#### [Task objective]
Put each line of the rows below into a Markdown table with the columns "No." and "Text", numbering the lines and skipping any blank ones. Leave the pictures out.
#####
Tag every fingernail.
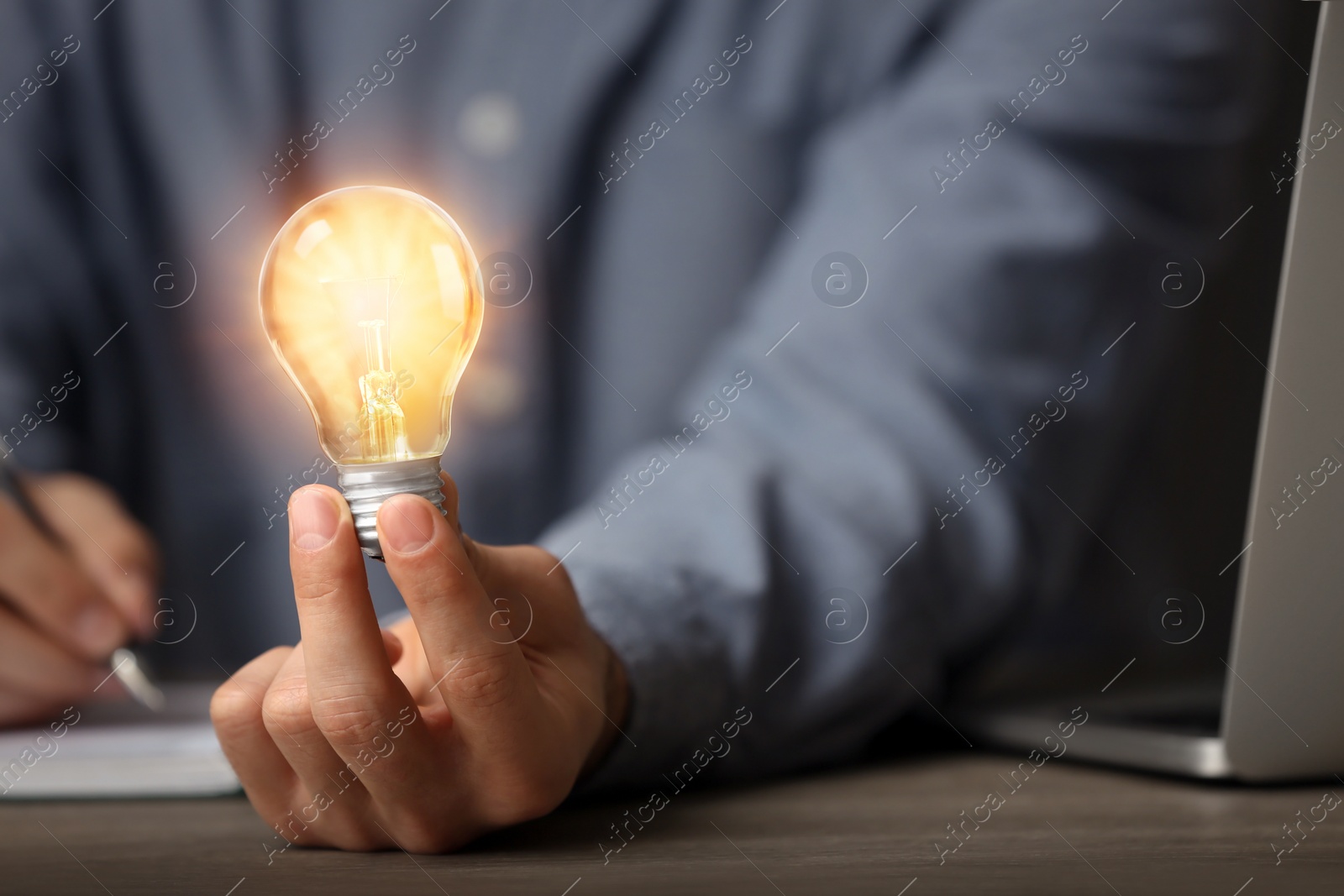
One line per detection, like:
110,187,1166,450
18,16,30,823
378,495,435,553
74,605,121,656
289,489,340,551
#####
#### [Exercise answer]
| No. | Text |
|---|---|
| 1 | Tag every fingernail. |
| 2 | One line per detection, like: |
| 3 | 110,187,1166,450 |
| 4 | 18,16,30,823 |
| 5 | 378,495,435,553 |
| 6 | 74,605,121,656 |
| 7 | 289,489,340,551 |